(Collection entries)
[start]
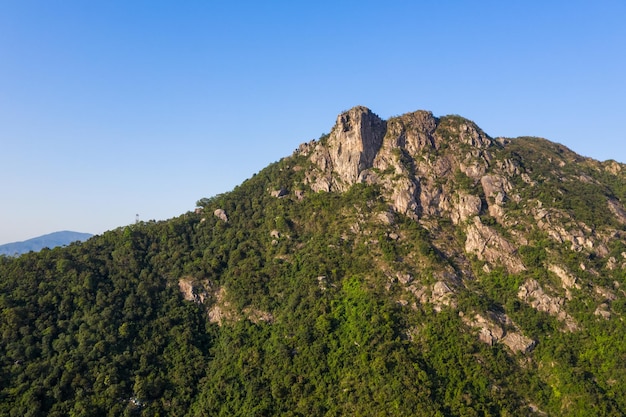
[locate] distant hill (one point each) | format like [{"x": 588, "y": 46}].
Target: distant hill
[
  {"x": 46, "y": 241},
  {"x": 413, "y": 266}
]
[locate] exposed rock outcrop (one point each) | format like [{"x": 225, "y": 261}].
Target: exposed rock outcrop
[
  {"x": 488, "y": 245},
  {"x": 532, "y": 293},
  {"x": 221, "y": 214}
]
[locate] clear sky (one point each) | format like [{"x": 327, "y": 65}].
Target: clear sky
[{"x": 110, "y": 109}]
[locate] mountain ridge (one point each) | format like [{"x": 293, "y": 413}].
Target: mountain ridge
[
  {"x": 409, "y": 266},
  {"x": 49, "y": 240}
]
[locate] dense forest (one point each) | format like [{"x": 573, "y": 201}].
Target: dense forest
[{"x": 274, "y": 299}]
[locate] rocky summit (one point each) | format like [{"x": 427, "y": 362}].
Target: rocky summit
[{"x": 409, "y": 266}]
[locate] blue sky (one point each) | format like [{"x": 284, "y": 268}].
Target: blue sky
[{"x": 110, "y": 109}]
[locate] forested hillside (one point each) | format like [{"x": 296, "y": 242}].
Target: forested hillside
[{"x": 414, "y": 266}]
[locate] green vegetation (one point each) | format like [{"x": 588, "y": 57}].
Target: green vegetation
[{"x": 315, "y": 320}]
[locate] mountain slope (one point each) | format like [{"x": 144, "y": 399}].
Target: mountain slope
[
  {"x": 45, "y": 241},
  {"x": 413, "y": 266}
]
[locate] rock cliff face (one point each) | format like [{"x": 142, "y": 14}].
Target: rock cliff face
[{"x": 447, "y": 169}]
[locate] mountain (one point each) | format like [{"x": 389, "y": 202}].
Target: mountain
[
  {"x": 409, "y": 266},
  {"x": 46, "y": 241}
]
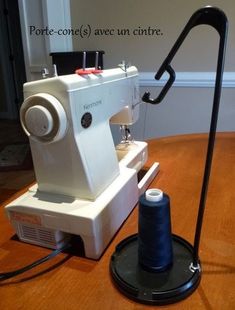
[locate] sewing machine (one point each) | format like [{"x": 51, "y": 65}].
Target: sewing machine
[{"x": 85, "y": 186}]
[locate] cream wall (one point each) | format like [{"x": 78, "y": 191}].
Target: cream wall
[
  {"x": 147, "y": 52},
  {"x": 187, "y": 106}
]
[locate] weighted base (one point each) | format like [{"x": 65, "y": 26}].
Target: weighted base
[{"x": 169, "y": 286}]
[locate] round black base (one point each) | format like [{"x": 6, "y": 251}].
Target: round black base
[{"x": 160, "y": 288}]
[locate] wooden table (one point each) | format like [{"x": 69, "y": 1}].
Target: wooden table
[{"x": 71, "y": 282}]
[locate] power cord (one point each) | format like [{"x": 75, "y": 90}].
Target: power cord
[{"x": 10, "y": 274}]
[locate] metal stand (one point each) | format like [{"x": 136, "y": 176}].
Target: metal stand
[{"x": 183, "y": 277}]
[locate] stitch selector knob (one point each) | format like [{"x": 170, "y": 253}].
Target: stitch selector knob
[
  {"x": 43, "y": 118},
  {"x": 38, "y": 121}
]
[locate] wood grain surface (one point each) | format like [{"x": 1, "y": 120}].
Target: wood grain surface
[{"x": 72, "y": 282}]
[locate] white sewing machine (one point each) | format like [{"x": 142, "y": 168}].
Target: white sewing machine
[{"x": 85, "y": 186}]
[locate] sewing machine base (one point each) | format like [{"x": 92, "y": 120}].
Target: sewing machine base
[{"x": 50, "y": 220}]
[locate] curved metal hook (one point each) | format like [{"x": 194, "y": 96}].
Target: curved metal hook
[
  {"x": 207, "y": 16},
  {"x": 146, "y": 96},
  {"x": 217, "y": 19}
]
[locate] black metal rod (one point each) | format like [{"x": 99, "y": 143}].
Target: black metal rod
[{"x": 217, "y": 19}]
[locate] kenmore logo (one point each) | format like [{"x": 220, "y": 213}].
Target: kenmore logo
[{"x": 92, "y": 105}]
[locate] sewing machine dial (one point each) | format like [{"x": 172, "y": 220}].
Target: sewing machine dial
[{"x": 43, "y": 118}]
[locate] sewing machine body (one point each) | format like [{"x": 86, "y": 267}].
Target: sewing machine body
[{"x": 84, "y": 186}]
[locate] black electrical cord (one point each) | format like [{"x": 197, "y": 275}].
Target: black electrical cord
[{"x": 10, "y": 274}]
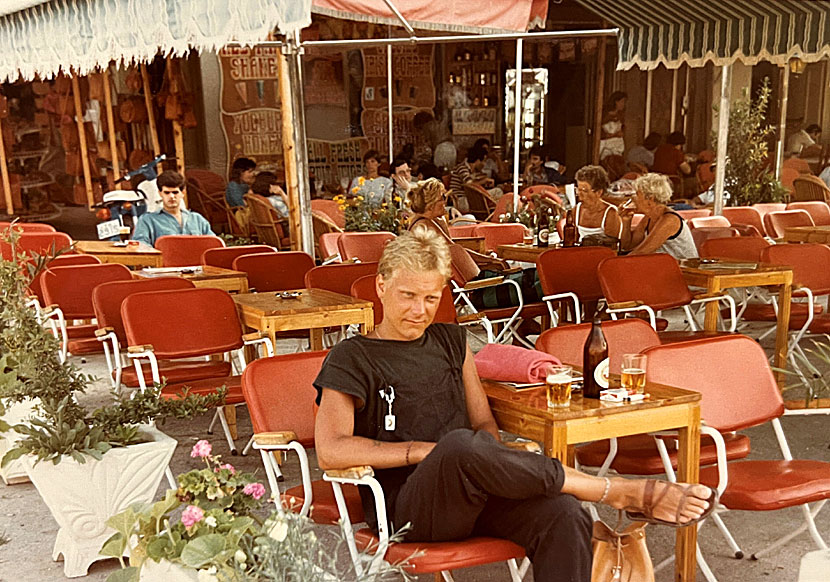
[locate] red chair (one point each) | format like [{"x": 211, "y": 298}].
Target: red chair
[
  {"x": 275, "y": 271},
  {"x": 172, "y": 325},
  {"x": 106, "y": 301},
  {"x": 572, "y": 274},
  {"x": 776, "y": 223},
  {"x": 818, "y": 211},
  {"x": 500, "y": 234},
  {"x": 39, "y": 243},
  {"x": 745, "y": 215},
  {"x": 364, "y": 288},
  {"x": 183, "y": 250},
  {"x": 223, "y": 256},
  {"x": 365, "y": 246},
  {"x": 651, "y": 283},
  {"x": 70, "y": 288},
  {"x": 739, "y": 391}
]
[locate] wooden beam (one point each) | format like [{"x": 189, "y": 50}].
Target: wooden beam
[
  {"x": 116, "y": 163},
  {"x": 79, "y": 121},
  {"x": 600, "y": 98}
]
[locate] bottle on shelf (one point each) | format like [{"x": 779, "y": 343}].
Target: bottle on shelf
[
  {"x": 594, "y": 352},
  {"x": 569, "y": 231}
]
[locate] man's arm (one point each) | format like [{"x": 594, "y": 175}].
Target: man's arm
[
  {"x": 338, "y": 448},
  {"x": 478, "y": 409}
]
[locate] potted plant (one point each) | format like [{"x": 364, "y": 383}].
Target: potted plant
[
  {"x": 86, "y": 465},
  {"x": 221, "y": 534}
]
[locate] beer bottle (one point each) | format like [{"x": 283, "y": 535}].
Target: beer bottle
[
  {"x": 594, "y": 352},
  {"x": 569, "y": 231}
]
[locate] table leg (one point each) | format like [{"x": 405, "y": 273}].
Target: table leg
[
  {"x": 688, "y": 467},
  {"x": 783, "y": 328}
]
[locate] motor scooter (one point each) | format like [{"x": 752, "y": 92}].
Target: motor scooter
[{"x": 120, "y": 209}]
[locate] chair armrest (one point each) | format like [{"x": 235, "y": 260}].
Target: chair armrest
[
  {"x": 265, "y": 439},
  {"x": 351, "y": 473},
  {"x": 527, "y": 446},
  {"x": 103, "y": 332}
]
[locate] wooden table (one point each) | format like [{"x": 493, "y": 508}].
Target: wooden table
[
  {"x": 140, "y": 255},
  {"x": 717, "y": 277},
  {"x": 817, "y": 234},
  {"x": 314, "y": 310},
  {"x": 526, "y": 414},
  {"x": 212, "y": 277}
]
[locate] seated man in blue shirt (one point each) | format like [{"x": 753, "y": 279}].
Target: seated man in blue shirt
[{"x": 170, "y": 218}]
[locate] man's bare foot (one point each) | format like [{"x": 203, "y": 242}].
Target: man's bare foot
[{"x": 660, "y": 501}]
[end]
▶ DO THIS
Revise the data above so that every "one point each" becomes "one point per match", leaving everything else unchanged and omitting the pictures.

▶ WRITTEN REPLY
[locate] distant hill (one point per match) | format like [{"x": 588, "y": 46}].
Target: distant hill
[
  {"x": 46, "y": 241},
  {"x": 413, "y": 266}
]
[locate] exposed rock outcrop (one point per match) | format like [{"x": 225, "y": 261}].
Target: exposed rock outcrop
[
  {"x": 488, "y": 245},
  {"x": 532, "y": 293},
  {"x": 221, "y": 214}
]
[locate] clear sky (one point per match) | format like [{"x": 327, "y": 65}].
Target: clear sky
[{"x": 110, "y": 109}]
[locate] mountain ridge (one point per match) | format like [{"x": 293, "y": 413}].
Target: mountain ridge
[
  {"x": 409, "y": 266},
  {"x": 49, "y": 240}
]
[locate] dense forest (one point per match) | format like [{"x": 573, "y": 201}].
Target: dense forest
[{"x": 274, "y": 299}]
[locate] rocky summit (one point per match) | format like [{"x": 427, "y": 362}].
Target: rocky summit
[{"x": 409, "y": 266}]
[locate] blue sky (one point per match) | format like [{"x": 284, "y": 268}].
Target: blue sky
[{"x": 110, "y": 109}]
[locate] forested hillside (one point per match) | format like [{"x": 296, "y": 242}].
Target: forested hillside
[{"x": 414, "y": 266}]
[locate] green vegetation (one point per match) | format like [{"x": 588, "y": 57}].
Target: green vegetation
[{"x": 315, "y": 320}]
[locate] mountain slope (one point per match) | format like [{"x": 144, "y": 399}].
Target: mountain slope
[
  {"x": 45, "y": 241},
  {"x": 413, "y": 266}
]
[locate] rock cliff face (one point per match) | format like [{"x": 142, "y": 14}].
Target: rock cliff face
[{"x": 447, "y": 169}]
[locate] mountain (one point per match) | format like [{"x": 389, "y": 202}].
Target: mountain
[
  {"x": 409, "y": 266},
  {"x": 46, "y": 241}
]
[locate] sewing machine (one point per match) | format like [{"x": 51, "y": 65}].
Target: sewing machine
[{"x": 85, "y": 186}]
[locate] cream wall (one point per match) | format like [{"x": 78, "y": 191}].
Target: cream wall
[
  {"x": 147, "y": 52},
  {"x": 187, "y": 106}
]
[locate] weighted base (one point per match) | format like [{"x": 65, "y": 26}].
Target: weighted base
[{"x": 169, "y": 286}]
[locate] round black base (one point per match) | format like [{"x": 6, "y": 251}].
Target: round black base
[{"x": 160, "y": 288}]
[locate] wooden table (one point per match) | format like [{"x": 69, "y": 1}].
Target: wooden table
[{"x": 71, "y": 282}]
[locate] power cord (one point per match) | format like [{"x": 75, "y": 90}].
Target: power cord
[{"x": 10, "y": 274}]
[locate] metal stand (one point per match) | format like [{"x": 136, "y": 176}].
Target: metal stand
[{"x": 183, "y": 277}]
[locate] stitch selector knob (one point per match) | format like [{"x": 170, "y": 253}].
Target: stitch selector knob
[
  {"x": 43, "y": 118},
  {"x": 38, "y": 121}
]
[locate] wood grain surface (one point per match) | format like [{"x": 1, "y": 120}].
Target: wood grain surface
[{"x": 72, "y": 282}]
[locate] white sewing machine (one point per match) | format like [{"x": 142, "y": 168}].
Target: white sewing machine
[{"x": 85, "y": 186}]
[locate] sewing machine base (one point per match) | format like [{"x": 92, "y": 120}].
Target: sewing machine base
[{"x": 50, "y": 220}]
[locate] curved metal hook (one point per match) | format like [{"x": 194, "y": 96}].
Target: curved metal hook
[
  {"x": 207, "y": 16},
  {"x": 146, "y": 96},
  {"x": 217, "y": 19}
]
[locate] black metal rod (one point per match) | format like [{"x": 99, "y": 143}].
Target: black metal rod
[{"x": 217, "y": 19}]
[locate] kenmore logo (one point per match) | format like [{"x": 220, "y": 213}].
Target: kenmore logo
[{"x": 92, "y": 105}]
[locate] sewing machine dial (one point per match) | format like [{"x": 172, "y": 220}].
Target: sewing machine dial
[{"x": 43, "y": 118}]
[locate] sewing machine body (one point per match) | format like [{"x": 86, "y": 267}].
Target: sewing machine body
[{"x": 84, "y": 186}]
[locate] black electrical cord (one point per match) | format like [{"x": 197, "y": 275}].
Target: black electrical cord
[{"x": 10, "y": 274}]
[locate] red chair (one point per match) | format like [{"x": 211, "y": 298}].
Target: red chair
[
  {"x": 275, "y": 271},
  {"x": 172, "y": 325},
  {"x": 106, "y": 301},
  {"x": 572, "y": 274},
  {"x": 776, "y": 223},
  {"x": 818, "y": 211},
  {"x": 500, "y": 234},
  {"x": 39, "y": 243},
  {"x": 745, "y": 215},
  {"x": 364, "y": 288},
  {"x": 183, "y": 250},
  {"x": 223, "y": 256},
  {"x": 365, "y": 246},
  {"x": 651, "y": 283},
  {"x": 70, "y": 288},
  {"x": 739, "y": 391}
]
[locate] wooden beam (one point per match) | format like [{"x": 189, "y": 50}].
Target: wooden beam
[
  {"x": 116, "y": 163},
  {"x": 79, "y": 121},
  {"x": 600, "y": 98}
]
[locate] bottle on shelf (one point per match) | format like [{"x": 779, "y": 343}].
Target: bottle on shelf
[
  {"x": 594, "y": 352},
  {"x": 569, "y": 231}
]
[locate] man's arm (one point per match) | format like [{"x": 594, "y": 175}].
Target: man's arm
[
  {"x": 338, "y": 448},
  {"x": 478, "y": 409}
]
[locate] potted plant (one point per match) | format like [{"x": 364, "y": 383}].
Target: potted plant
[
  {"x": 86, "y": 465},
  {"x": 221, "y": 534}
]
[locate] beer bottle (one point per match) | format like [{"x": 283, "y": 535}].
Target: beer bottle
[
  {"x": 594, "y": 352},
  {"x": 569, "y": 231}
]
[locate] table leg (one point per match) | format like [{"x": 405, "y": 273}].
Target: table leg
[
  {"x": 688, "y": 467},
  {"x": 783, "y": 328}
]
[locate] motor scooter (one point per match) | format like [{"x": 752, "y": 92}].
Target: motor scooter
[{"x": 120, "y": 209}]
[locate] chair armrest (one point per match) | format like [{"x": 235, "y": 260}].
Target: chair armrest
[
  {"x": 265, "y": 439},
  {"x": 351, "y": 473},
  {"x": 527, "y": 446},
  {"x": 103, "y": 332}
]
[locate] wooden table (one point per match) | format like [{"x": 493, "y": 508}].
Target: wooden table
[
  {"x": 140, "y": 255},
  {"x": 717, "y": 277},
  {"x": 817, "y": 234},
  {"x": 314, "y": 310},
  {"x": 526, "y": 414},
  {"x": 212, "y": 277}
]
[locate] seated man in blue shirt (one point per match) | format like [{"x": 753, "y": 279}].
Target: seated man in blue shirt
[{"x": 170, "y": 218}]
[locate] man's bare foot (one point per match) | format like [{"x": 203, "y": 242}].
Target: man's bare foot
[{"x": 660, "y": 501}]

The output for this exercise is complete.